— START OF STORED ROWS —
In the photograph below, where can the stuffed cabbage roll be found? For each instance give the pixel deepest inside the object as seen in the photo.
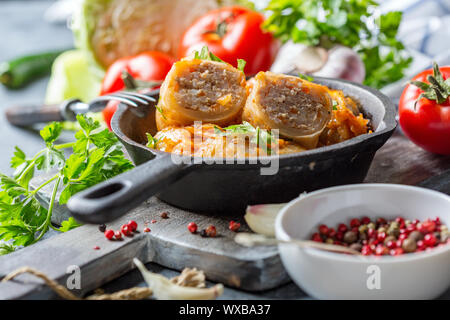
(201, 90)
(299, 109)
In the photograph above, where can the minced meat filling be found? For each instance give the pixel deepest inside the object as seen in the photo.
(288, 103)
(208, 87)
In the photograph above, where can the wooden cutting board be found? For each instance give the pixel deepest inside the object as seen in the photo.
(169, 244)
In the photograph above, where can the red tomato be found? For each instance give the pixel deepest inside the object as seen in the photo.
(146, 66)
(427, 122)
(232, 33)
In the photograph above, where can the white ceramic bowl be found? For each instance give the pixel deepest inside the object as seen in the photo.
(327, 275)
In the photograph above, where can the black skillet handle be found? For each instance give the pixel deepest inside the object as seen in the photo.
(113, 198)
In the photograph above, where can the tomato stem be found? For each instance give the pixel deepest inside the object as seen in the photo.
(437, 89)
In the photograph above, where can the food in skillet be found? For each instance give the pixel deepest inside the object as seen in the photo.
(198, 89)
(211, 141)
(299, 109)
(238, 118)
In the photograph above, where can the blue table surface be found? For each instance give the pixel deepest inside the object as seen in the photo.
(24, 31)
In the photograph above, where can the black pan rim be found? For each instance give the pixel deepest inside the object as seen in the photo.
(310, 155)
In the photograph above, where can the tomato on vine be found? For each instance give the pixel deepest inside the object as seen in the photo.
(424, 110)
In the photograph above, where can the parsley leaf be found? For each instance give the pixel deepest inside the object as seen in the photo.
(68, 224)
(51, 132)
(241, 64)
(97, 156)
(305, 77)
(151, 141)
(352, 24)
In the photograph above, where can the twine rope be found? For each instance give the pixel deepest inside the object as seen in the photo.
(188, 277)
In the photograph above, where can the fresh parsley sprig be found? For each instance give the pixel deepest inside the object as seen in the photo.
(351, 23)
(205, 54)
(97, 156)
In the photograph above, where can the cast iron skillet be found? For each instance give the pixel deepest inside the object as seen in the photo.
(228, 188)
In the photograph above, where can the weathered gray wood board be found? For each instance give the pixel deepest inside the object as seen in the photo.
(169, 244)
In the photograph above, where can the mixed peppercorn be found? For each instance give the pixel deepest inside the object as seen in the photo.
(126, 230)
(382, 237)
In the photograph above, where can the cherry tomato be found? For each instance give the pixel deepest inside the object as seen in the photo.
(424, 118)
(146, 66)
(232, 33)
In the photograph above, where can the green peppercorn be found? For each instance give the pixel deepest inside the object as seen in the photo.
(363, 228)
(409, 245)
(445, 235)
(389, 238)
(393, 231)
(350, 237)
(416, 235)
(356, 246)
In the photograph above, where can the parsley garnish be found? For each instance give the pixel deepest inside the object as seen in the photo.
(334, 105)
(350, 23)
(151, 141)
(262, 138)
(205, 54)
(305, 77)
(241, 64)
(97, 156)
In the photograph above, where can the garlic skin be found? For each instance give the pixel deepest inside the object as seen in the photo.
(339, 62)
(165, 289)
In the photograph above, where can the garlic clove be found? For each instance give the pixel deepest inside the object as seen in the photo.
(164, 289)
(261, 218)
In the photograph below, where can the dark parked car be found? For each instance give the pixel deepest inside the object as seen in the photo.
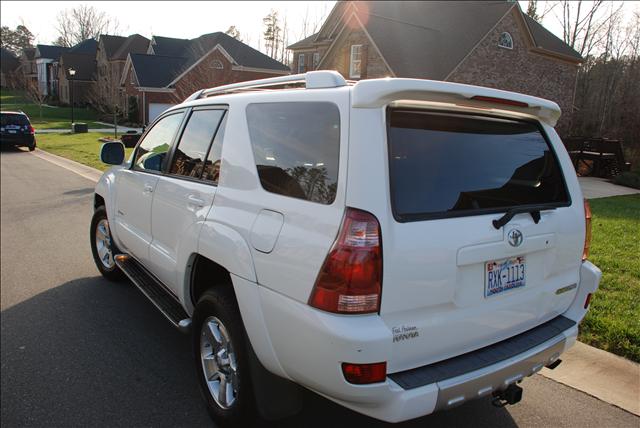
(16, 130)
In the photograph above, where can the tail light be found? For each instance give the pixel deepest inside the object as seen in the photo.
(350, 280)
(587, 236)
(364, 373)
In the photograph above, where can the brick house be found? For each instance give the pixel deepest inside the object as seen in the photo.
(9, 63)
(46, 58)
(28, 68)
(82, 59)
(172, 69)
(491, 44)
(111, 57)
— END OF STORED ROWS —
— START OF STORED ROWS —
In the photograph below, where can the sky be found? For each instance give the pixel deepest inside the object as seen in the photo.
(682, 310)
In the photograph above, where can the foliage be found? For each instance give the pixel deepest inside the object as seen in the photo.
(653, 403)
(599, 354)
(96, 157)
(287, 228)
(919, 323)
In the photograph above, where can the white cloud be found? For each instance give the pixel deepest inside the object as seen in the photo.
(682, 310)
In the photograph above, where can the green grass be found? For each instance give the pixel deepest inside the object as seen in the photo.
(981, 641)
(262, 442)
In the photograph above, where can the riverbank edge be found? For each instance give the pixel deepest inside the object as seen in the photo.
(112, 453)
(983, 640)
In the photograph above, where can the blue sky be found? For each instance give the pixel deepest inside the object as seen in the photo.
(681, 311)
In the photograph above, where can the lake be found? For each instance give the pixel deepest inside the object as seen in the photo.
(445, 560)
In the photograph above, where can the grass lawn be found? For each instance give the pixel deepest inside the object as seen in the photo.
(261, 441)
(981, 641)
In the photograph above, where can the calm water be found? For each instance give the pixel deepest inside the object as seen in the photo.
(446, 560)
— END OF STORED ROWS —
— START OF STORED ROWS —
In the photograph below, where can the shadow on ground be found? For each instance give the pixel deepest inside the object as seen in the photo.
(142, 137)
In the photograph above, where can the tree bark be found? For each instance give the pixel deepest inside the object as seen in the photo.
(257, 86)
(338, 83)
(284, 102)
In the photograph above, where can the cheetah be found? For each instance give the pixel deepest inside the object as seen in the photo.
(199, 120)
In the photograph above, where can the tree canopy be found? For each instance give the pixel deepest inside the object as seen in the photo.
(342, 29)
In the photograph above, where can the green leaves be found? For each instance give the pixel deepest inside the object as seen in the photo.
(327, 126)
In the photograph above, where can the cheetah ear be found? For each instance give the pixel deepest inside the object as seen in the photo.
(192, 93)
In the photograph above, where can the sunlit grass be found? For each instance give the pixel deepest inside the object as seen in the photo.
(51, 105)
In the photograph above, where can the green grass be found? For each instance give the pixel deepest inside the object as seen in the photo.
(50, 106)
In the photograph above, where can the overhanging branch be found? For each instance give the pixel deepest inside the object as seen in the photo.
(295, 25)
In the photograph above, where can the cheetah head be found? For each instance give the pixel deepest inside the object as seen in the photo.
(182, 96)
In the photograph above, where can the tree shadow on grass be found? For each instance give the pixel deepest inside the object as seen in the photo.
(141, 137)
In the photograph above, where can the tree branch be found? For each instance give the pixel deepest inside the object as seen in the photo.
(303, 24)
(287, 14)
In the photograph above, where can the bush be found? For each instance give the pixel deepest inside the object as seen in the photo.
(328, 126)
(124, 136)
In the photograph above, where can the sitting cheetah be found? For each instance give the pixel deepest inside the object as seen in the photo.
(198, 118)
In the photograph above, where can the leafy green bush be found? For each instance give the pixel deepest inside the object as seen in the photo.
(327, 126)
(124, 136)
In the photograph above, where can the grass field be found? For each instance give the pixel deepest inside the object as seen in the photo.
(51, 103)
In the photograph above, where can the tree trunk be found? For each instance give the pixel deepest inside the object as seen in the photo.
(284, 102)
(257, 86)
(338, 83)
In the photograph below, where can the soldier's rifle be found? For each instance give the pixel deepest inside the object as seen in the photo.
— END OF STORED ROWS —
■ **AIM**:
Gather every line of the records above that contains the word "shadow", and copy each such line in full. Case counts.

■ **FINAL ANSWER**:
In the photograph below, where can the shadow on ground be found? For each instance give the pixel deepest inside the object as seen in the photo.
In the photograph above, where can the tree shadow on grass be found? For each instance give the pixel deepest inside the object as seen in the photo.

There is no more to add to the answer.